Things to do:
1: Decide whether each statement below agrees with the passage on soil microbes in tropical Malaysia. Answer yes or no for each, and quote the deciding words of the passage. (a) Soil pH was the best predictor of microbial community composition and diversity across the land use types. (b) Total archaeal diversity peaked at about pH 6.0. (c) Spatial distance was correlated with bacterial community dissimilarity at the regional scale.
2: Write a continuation of the passage on soil microbes in tropical Malaysia, beginning after its last sentence.

The effect of land use changes (i.e. conversation of forest to agriculture) on bacteria, archaea and ammonia oxidizing archaea (AOA) was studied in tropical soils of Malaysia. Acidobacteria and Proteobacteria were the most dominant bacterial phyla across all soil samples. Thaumarchaeota groups 1.1b and 1.1c appear to be the dominant archaeal lineages in tropical lowland soils, whereas, Nitrososphaera and Nitrosotalea clusters were recovered as the most dominant AOA taxa. It is found that land use in itself has a weak but significant effect on the microbial community composition. However, for all microbial taxa the community composition and diversity was strongly correlated with soil properties, especially soil pH. Soil pH was the best predictor of microbial community composition and diversity across the various land use types. Total bacterial and AOA diversity showed a hump-shaped correlation with soil pH, diversity peaking at ~ pH 6.0. However, total archaeal diversity showed a negative correlation with soil pH. In addition, variation in relative abundance of dominant lineages of bacteria, archaea and AOA was also significantly correlated with soil pH. Together, these results confirm the importance of soil pH in structuring soil microbial communities in Southeast Asia.
How spatial scaling affects bacterial communities in tropical rainforest soils was further analyzed at two spatial scales: a local scale with samples spaced every 5 m over a 150 m transect, and a regional scale with samples 1 to 1,800 km apart. A weak correlation was found between spatial distance and whole bacterial community dissimilarity, but only at the local scale. In contrast, environmental distance was highly correlated with community dissimilarity at both spatial scales, stressing the greater role of environmental variables rather than spatial distance in determining bacterial community variation at different spatial scales. Soil pH was the only environmental parameter that significantly explained the variance in bacterial community at the local scale, whereas total nitrogen and elevation were additional important factors at the regional scale. Similar results were observed at both scales when only the most abundant OTUs were analyzed. A variance partitioning analysis showed that environmental variables contributed more to bacterial community variation than spatial distance at both scales. In total, these results support a strong influence of the environment, rather than neutral or dispersal effects, in determining bacterial community composition in the rainforests of Malaysia. It is possible that the remaining spatial distance effect is due to some of the myriad of other environmental factors which were not considered here, rather than dispersal limitation.

Stored items from a collection:
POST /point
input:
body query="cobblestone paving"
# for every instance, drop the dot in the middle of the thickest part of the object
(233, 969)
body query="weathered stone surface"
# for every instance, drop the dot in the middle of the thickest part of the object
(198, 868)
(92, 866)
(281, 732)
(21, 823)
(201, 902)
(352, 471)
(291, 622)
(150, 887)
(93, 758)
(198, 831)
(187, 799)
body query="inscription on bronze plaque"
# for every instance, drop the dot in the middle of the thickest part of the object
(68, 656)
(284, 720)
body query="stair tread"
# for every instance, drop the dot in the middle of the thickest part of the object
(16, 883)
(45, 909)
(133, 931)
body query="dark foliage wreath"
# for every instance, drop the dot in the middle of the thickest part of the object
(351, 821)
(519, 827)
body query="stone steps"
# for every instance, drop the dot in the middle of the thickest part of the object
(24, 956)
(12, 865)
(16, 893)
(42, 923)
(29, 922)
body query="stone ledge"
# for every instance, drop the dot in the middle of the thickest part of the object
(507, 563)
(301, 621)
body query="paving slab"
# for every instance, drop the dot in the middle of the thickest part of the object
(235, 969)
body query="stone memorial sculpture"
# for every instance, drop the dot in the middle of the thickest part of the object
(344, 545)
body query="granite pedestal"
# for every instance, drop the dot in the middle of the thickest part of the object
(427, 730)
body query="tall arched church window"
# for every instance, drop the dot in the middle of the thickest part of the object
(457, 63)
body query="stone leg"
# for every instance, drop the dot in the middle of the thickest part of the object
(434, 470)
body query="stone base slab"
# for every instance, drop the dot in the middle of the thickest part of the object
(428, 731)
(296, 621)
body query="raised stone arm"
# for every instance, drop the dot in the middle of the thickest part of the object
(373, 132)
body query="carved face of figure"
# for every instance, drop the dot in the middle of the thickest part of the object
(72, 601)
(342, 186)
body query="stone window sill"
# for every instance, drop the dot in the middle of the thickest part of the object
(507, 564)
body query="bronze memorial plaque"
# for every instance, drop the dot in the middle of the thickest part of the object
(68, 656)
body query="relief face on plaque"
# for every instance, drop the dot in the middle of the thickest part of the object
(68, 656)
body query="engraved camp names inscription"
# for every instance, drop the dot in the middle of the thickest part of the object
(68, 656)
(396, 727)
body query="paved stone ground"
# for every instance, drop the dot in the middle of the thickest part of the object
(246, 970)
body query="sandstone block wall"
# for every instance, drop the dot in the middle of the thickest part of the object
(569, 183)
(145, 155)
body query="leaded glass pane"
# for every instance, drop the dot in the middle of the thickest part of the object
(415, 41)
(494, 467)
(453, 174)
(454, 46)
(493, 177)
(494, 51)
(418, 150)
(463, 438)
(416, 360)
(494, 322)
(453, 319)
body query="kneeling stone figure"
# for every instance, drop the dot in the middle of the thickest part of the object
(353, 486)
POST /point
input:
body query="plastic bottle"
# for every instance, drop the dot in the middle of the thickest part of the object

Expected responses:
1:
(a) Yes: "Soil pH was the best predictor of microbial community composition and diversity across the various land use types."
(b) No: "However, total archaeal diversity showed a negative correlation with soil pH."
(c) No: "A weak correlation was found between spatial distance and whole bacterial community dissimilarity, but only at the local scale."

2:
The community of both total archaea and ammonia oxidizing archaea (AOA) was compared using 16S rRNA and amoA gene pyrosequencing respectively, on a geographical scale in two different biomes: tropical Malaysia and temperate Korea and Japan - to investigate to what extent archaeal and AOA diversity and community structure change between them. Total archaeal diversity showed a negative correlation with soil pH, and in contrast a hump-shaped curve for AOA diversity that peaked at ~ pH 6.0. Within each biome, soil pH also emerged as the dominant factor determining variation in community composition of both 16S rRNA and amoA genes. However, between biomes climate was also important in differentiating tropical from temperate archaea. For both 16S rRNA and amoA genes, significant phylogenetic signals were consistently detected across short phylogenetic distances. However, for 16S rRNA genes significant signals were detected also at intermediate phylogenetic distances. Quantifying phylogenetic turnover (as the deviation from a null expectation) suggested that deterministic factors imposed strong selection on total archaea and AOA communities, in both biomes. This study reveals that strong and predictable relationships exist between archaeal community structure and the environment, and that both climate and soil pH are major factors in archaeal community ecology.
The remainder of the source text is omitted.